## WHAT TO PRODUCE
Copy out all the records below, renaming every "Query" to "Target" and keeping everything else the same.

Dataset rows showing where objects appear
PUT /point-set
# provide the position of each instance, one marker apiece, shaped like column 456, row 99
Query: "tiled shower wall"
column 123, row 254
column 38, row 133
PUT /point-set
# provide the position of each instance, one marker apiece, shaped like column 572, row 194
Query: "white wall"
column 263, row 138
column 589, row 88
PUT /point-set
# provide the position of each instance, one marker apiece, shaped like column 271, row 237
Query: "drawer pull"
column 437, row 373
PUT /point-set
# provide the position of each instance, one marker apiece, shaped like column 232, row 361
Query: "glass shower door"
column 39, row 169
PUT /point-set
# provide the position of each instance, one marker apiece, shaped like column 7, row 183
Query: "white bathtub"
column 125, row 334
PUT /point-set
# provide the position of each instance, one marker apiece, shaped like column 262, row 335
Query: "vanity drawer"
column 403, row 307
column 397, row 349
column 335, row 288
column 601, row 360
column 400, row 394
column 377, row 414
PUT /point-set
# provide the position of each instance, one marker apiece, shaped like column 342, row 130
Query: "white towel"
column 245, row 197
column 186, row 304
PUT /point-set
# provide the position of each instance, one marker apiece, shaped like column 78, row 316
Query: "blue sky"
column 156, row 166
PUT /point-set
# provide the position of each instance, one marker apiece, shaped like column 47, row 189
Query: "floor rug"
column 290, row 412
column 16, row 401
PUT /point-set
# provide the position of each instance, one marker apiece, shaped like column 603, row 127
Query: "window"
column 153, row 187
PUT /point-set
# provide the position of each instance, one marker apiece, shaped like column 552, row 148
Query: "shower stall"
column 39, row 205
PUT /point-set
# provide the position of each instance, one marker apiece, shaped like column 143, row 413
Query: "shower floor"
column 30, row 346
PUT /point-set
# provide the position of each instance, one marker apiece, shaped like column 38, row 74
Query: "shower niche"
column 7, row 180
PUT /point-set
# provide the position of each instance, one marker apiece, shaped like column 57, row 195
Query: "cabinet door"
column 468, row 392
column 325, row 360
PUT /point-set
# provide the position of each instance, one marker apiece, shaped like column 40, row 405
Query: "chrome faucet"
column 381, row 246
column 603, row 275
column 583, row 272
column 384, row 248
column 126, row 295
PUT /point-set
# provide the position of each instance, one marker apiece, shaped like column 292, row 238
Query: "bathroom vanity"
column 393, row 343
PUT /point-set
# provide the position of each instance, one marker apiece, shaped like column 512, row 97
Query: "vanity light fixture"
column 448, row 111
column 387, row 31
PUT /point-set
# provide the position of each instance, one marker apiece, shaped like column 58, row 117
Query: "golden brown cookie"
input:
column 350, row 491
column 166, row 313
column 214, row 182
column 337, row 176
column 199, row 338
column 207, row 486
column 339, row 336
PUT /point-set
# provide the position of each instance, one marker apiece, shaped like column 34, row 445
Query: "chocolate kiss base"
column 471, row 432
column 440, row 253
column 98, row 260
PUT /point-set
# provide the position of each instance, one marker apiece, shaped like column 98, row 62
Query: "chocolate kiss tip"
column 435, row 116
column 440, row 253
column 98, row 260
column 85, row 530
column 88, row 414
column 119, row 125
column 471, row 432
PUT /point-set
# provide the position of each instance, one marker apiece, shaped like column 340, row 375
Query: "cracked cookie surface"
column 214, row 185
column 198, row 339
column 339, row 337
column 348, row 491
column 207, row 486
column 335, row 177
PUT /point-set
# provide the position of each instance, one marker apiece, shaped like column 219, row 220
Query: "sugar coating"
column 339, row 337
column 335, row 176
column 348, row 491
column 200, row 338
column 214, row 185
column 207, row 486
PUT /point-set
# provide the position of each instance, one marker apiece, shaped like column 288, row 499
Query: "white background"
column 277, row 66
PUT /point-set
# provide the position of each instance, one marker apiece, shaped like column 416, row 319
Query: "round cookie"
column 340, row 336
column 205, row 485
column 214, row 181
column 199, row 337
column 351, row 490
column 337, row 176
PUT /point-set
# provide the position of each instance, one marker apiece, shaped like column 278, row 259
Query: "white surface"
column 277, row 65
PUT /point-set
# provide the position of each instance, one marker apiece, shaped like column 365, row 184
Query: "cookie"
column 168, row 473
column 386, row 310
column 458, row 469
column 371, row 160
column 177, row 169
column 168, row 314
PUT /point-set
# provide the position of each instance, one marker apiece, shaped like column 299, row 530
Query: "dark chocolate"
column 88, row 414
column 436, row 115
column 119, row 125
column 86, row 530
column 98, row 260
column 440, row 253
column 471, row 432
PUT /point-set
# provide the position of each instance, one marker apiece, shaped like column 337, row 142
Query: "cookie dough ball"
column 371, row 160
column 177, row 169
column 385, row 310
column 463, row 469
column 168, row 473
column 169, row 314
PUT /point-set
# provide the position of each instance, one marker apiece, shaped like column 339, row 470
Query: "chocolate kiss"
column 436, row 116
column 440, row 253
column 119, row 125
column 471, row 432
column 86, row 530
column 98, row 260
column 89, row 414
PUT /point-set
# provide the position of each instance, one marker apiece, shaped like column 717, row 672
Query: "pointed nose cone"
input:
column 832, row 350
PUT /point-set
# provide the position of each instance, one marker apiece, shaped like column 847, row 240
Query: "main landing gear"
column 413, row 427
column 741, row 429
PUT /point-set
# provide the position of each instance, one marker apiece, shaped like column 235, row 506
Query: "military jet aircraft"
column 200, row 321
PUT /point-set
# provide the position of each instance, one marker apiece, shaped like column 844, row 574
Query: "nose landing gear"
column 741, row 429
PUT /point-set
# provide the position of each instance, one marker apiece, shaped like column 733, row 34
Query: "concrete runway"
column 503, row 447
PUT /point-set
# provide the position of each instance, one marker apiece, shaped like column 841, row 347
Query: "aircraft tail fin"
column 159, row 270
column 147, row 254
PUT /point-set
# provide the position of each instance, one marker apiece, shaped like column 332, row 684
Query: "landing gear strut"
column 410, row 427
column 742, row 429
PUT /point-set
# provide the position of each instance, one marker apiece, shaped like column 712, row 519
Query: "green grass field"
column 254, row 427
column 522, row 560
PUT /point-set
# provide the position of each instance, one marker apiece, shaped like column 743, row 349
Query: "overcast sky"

## RESULT
PUT /point-set
# provide the position of each instance, one marker apiece, shaped like column 456, row 99
Target: "tiled shower wall"
column 123, row 254
column 38, row 133
PUT /point-set
# provide the position of each instance, one marker apiece, shaped like column 572, row 194
Target: "white wall"
column 263, row 138
column 589, row 88
PUT /point-set
# provide the position of each instance, one marker apiece, shaped like column 271, row 237
Target: "drawer pull"
column 437, row 373
PUT /point-set
# provide the position of each instance, one marker apiece, shaped like column 232, row 361
Target: "glass shower door"
column 39, row 169
PUT /point-set
# provide the position of each instance, one marker apiece, shaped like column 7, row 183
Target: "white bathtub"
column 125, row 334
PUT /point-set
# provide the position of each instance, one marker apiece, shaped like column 262, row 335
Target: "vanity drawer"
column 403, row 307
column 397, row 349
column 335, row 288
column 601, row 360
column 400, row 394
column 377, row 414
PUT /point-set
# provide the position of each instance, one marker apiece, shaped like column 342, row 130
Target: "white towel"
column 245, row 197
column 186, row 304
PUT /point-set
# provide the position of each instance, one marker apiece, shaped like column 78, row 316
Target: "blue sky"
column 156, row 166
PUT /point-set
# provide the position of each instance, one marker apiece, shaped like column 47, row 189
Target: "floor rug"
column 290, row 412
column 16, row 401
PUT /point-set
# provide the position of each instance, one marker apiece, shaped like column 603, row 127
Target: "window"
column 153, row 187
PUT /point-set
# provide the position of each instance, one marker apiece, shaped like column 552, row 148
Target: "shower stall"
column 39, row 205
PUT /point-set
# provide the position of each instance, one marker apiece, shaped like column 143, row 413
Target: "shower floor"
column 30, row 346
PUT /point-set
# provide the position of each instance, one marker apiece, shaped like column 38, row 74
Target: "shower niche"
column 7, row 180
PUT /point-set
# provide the position of each instance, one marker apiece, shaped like column 57, row 195
Target: "cabinet door"
column 468, row 392
column 325, row 360
PUT /point-set
# provide the position of each instance, one marker apiece, shaped like column 40, row 405
Target: "chrome faucet"
column 381, row 246
column 603, row 275
column 583, row 272
column 384, row 248
column 126, row 295
PUT /point-set
# provide the position of each instance, one marker apiece, shaped like column 292, row 238
Target: "bathroom vanity"
column 393, row 343
PUT /point-set
# provide the position of each instance, one marker apiece, shaped like column 512, row 97
Target: "vanity light fixture"
column 448, row 111
column 387, row 31
PUT /point-set
# provide the position of each instance, one marker apiece, shaped like column 58, row 117
Target: "golden brown cookie"
input:
column 350, row 491
column 166, row 313
column 214, row 182
column 337, row 176
column 199, row 338
column 207, row 486
column 339, row 336
PUT /point-set
# provide the position of each instance, one marker apiece, shaped like column 34, row 445
Target: "chocolate kiss base"
column 471, row 432
column 440, row 253
column 98, row 260
PUT /point-set
# provide the position of each instance, one marker apiece, shaped like column 98, row 62
Target: "chocolate kiss tip"
column 435, row 116
column 440, row 253
column 98, row 260
column 85, row 530
column 88, row 414
column 119, row 125
column 471, row 432
PUT /point-set
# provide the position of each instance, one marker apiece, shaped like column 340, row 375
Target: "cracked cookie surface"
column 214, row 185
column 198, row 339
column 339, row 337
column 348, row 491
column 207, row 486
column 335, row 177
PUT /point-set
# provide the position of each instance, one marker apiece, shaped like column 219, row 220
Target: "sugar coating"
column 339, row 337
column 335, row 176
column 348, row 491
column 200, row 338
column 214, row 185
column 207, row 486
PUT /point-set
# provide the position of each instance, one marker apiece, shaped like column 288, row 499
Target: "white background"
column 277, row 66
PUT /point-set
# provide the position of each instance, one marker apiece, shaped like column 416, row 319
Target: "round cookie"
column 340, row 336
column 205, row 485
column 214, row 181
column 199, row 337
column 351, row 490
column 337, row 176
PUT /point-set
# provide the position of each instance, one marker apiece, shaped like column 278, row 259
Target: "white surface"
column 277, row 65
PUT /point-set
# provide the position of each instance, one marker apiece, shaped like column 365, row 184
Target: "cookie"
column 168, row 473
column 386, row 310
column 458, row 469
column 371, row 160
column 177, row 169
column 168, row 314
PUT /point-set
# provide the position of each instance, one marker apiece, shaped like column 299, row 530
Target: "dark chocolate"
column 88, row 414
column 436, row 115
column 119, row 125
column 86, row 530
column 98, row 260
column 440, row 253
column 471, row 432
PUT /point-set
# provide the position of each instance, one marker apiece, shaped like column 337, row 142
Target: "cookie dough ball"
column 371, row 160
column 177, row 169
column 385, row 310
column 463, row 469
column 168, row 473
column 169, row 314
PUT /point-set
# provide the position of each instance, one marker apiece, shaped like column 339, row 470
Target: "chocolate kiss"
column 436, row 116
column 440, row 253
column 119, row 125
column 471, row 432
column 86, row 530
column 98, row 260
column 89, row 414
PUT /point-set
# provide the position of each instance, one marker apiece, shaped like column 717, row 672
Target: "pointed nose cone"
input:
column 832, row 350
PUT /point-set
# provide the position of each instance, one marker apiece, shaped like column 847, row 240
Target: "main landing gear"
column 413, row 427
column 741, row 429
PUT /point-set
# provide the position of each instance, one marker apiece, shaped like column 235, row 506
Target: "military jet aircraft"
column 200, row 321
PUT /point-set
# provide the position of each instance, one marker apiece, shaped like column 844, row 574
Target: "nose landing gear"
column 741, row 429
PUT /point-set
# provide the position of each instance, one marker apiece, shaped like column 733, row 34
Target: "concrete runway"
column 503, row 447
PUT /point-set
# provide the position of each instance, one marker apiece, shaped like column 841, row 347
Target: "aircraft tail fin"
column 159, row 270
column 147, row 254
PUT /point-set
# provide the position of each instance, one marker apiece, shaped like column 332, row 684
Target: "landing gear strut"
column 410, row 427
column 742, row 429
PUT /point-set
# provide the position of each instance, one marker apiece, shaped like column 712, row 519
Target: "green grass field"
column 254, row 427
column 522, row 560
PUT /point-set
# provide the position of each instance, one marker apiece, shaped like column 743, row 349
Target: "overcast sky"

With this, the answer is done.